_REQUIREMENT 1:_
Answer these questions using the excerpt on tracking slow MySQL queries:
(a) Which attribute of the event sent to Honeycomb proved essential in pointing toward the cause of the problem?
(b) How many rows were scanned over a two-hour span?
(c) Where were these queries coming from?
_REQUIREMENT 2:_
Carry on the excerpt on tracking slow MySQL queries from the point where it stops.
··· PAGE EXTRACT
Here’s an example of an event we sent to Honeycomb to track the queries coming from our sync engine. Note the ‘query_location’ attribute which proved essential in pointing us towards the cause of the problem.
'comments': ' nylas/services/sync/events/google_poll_event_sync.py:45 nylas/services/sync/sync/base_sync.py:147 nylas/common/retry.py:77 nylas/services/sync/util/retry.py:157 nylas/services/sync/sync/base_sync.py:128 /Users/jonny/cloud-core/.venv/lib/python2.7/site-packages/gevent/greenlet.py:536 ',
'params': "(datetime.datetime(2020, 3, 17, 17, 56, 11, 138986), 'REDACTED', 562949953421313, 'REDACTED', 562949953421338, 'REDACTED', 'REDACTED')",
'query': 'INSERT INTO transaction (created_at, public_id, namespace_id, object_type, record_id, object_public_id, command) VALUES (%s, %s, %s, %s, %s, %s, %s)',
'query_location': 'nylas/services/sync/contacts/remote_sync.py:219 nylas/services/sync/contacts/remote_sync.py:282 nylas/services/sync/sync/base_sync.py:147 nylas/common/retry.py:77 nylas/services/sync/util/retry.py:157 nylas/services/sync/sync/base_sync.py:128',
This is what the results of the slow query log looked like:
This visualization helped us see a few things right off the bat. One look at the ‘rows_examined’ field’s ratio to ‘count’ revealed the extraordinarily high number of rows being examined for each query. This helped point us towards the root of the problem.
The Problem: Inefficient MySQL Queries
Taking a look at the ‘rows_examined’ field, we saw that over 180 billion rows were scanned over a two-hour span. Why were so many rows being read? The answer was that these queries were coming from our GoogleHistoricalMailSyncer.
······
··· EXTRACTED RECORDS
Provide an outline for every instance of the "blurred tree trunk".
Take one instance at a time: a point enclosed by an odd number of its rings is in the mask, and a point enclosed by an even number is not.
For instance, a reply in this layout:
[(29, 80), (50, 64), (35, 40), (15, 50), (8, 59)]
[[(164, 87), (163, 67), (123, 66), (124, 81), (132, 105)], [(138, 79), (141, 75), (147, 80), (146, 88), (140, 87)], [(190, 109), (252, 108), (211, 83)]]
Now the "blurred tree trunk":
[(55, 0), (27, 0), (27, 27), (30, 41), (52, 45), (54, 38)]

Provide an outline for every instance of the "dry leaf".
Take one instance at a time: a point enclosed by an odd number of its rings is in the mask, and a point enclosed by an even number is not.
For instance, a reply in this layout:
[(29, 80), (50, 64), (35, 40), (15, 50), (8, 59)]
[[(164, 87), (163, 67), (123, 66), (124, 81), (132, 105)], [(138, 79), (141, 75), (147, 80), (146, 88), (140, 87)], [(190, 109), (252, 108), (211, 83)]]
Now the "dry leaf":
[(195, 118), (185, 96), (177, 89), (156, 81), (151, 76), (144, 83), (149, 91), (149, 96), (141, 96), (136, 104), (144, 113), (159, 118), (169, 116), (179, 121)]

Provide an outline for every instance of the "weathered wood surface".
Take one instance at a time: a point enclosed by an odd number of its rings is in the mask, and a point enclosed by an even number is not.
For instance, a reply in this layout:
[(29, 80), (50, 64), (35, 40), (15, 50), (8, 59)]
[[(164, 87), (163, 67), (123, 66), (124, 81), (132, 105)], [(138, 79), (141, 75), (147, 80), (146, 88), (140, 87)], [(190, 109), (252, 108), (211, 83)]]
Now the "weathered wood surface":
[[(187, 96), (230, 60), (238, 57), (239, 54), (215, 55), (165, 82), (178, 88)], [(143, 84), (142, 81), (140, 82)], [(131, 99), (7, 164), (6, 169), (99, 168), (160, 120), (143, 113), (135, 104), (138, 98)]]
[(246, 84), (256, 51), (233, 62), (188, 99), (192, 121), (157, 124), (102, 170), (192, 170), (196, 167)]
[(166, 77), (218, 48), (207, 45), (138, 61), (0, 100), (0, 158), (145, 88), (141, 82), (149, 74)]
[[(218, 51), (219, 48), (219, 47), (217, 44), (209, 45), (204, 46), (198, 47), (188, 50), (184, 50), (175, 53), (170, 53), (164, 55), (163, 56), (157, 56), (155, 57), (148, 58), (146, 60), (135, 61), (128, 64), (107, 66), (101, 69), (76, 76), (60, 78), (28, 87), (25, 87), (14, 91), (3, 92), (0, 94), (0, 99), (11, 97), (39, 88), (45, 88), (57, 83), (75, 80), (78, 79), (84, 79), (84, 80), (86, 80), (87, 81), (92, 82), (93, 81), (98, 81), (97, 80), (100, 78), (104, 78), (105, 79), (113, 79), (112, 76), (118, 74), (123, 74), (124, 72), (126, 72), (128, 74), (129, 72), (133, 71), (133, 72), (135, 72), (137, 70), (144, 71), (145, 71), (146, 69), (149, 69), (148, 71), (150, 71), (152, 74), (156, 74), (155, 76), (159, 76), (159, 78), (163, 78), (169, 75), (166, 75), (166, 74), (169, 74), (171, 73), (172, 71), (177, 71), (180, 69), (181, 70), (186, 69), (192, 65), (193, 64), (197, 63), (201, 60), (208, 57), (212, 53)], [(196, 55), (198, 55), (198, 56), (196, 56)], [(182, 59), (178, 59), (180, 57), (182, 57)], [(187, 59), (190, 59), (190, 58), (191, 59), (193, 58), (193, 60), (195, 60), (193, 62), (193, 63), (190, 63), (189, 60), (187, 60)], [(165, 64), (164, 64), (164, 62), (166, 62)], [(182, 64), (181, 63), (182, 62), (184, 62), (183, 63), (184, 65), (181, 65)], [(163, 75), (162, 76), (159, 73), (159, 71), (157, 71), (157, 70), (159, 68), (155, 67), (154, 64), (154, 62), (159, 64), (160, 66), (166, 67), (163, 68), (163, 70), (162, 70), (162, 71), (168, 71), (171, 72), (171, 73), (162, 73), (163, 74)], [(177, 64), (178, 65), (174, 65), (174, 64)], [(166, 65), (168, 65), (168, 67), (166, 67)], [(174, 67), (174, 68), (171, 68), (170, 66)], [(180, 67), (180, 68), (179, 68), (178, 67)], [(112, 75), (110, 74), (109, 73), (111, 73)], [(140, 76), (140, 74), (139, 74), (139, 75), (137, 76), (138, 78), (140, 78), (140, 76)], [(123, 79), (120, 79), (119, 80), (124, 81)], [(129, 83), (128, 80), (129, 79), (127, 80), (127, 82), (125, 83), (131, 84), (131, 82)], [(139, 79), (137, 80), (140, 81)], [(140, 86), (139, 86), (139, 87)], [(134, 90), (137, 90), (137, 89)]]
······
_ANSWER SPACE 1:_
(a) The 'query_location' attribute.
(b) Over 180 billion rows.
(c) The GoogleHistoricalMailSyncer.

_ANSWER SPACE 2:_
As the name indicates, the GoogleHistoricalMailSyncer is responsible for fetching all the historical mail for a Gmail account once it has authenticated. Practically speaking, a lot of our customers are mostly interested in recent emails for an account, but because this syncer was running on every restart, all the historical messages for an account were being refreshed as well. Carrying out this query entailed reading four columns: id, is_draft, namespace_id and g_msgid; and because there was no covering index, the query was obliged to read the whole row. This meant that even if the query simply needed to read 25 bytes (the total length of the four columns), the query actually read the entire row (which has an average length of 9KB). This, in turn, meant that 99.7% of the reads resulting from this query were wasted.
The Solution: Implementing a SyncProgress Tracker
Some of the solutions we brainstormed involved reordering the logic and creating a monotonic ID for messages, but as is so often the case, the simplest solution was the most effective. We pivoted to tracking whether GoogleHistoricalMailSyncer had finished during an account’s lifetime using a SyncProgress tracker. This was done by noting the sync status for SyncProgress and checking if it was completed; if it was not completed, sync would continue, but if it had completed, logic was built in to avoid syncing it again. Then, in order to check the progress on implementing this solution, logs for sync starting, sync ending, and the slow query dataset were monitored in order to make sure it wasn’t spiking.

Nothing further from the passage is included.